Count the lines in the rows below that contain the string "parentheses", and reply with that number alone.

============

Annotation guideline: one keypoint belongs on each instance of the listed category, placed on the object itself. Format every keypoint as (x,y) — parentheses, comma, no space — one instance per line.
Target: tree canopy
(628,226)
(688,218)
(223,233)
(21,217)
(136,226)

============

Output of the task: 1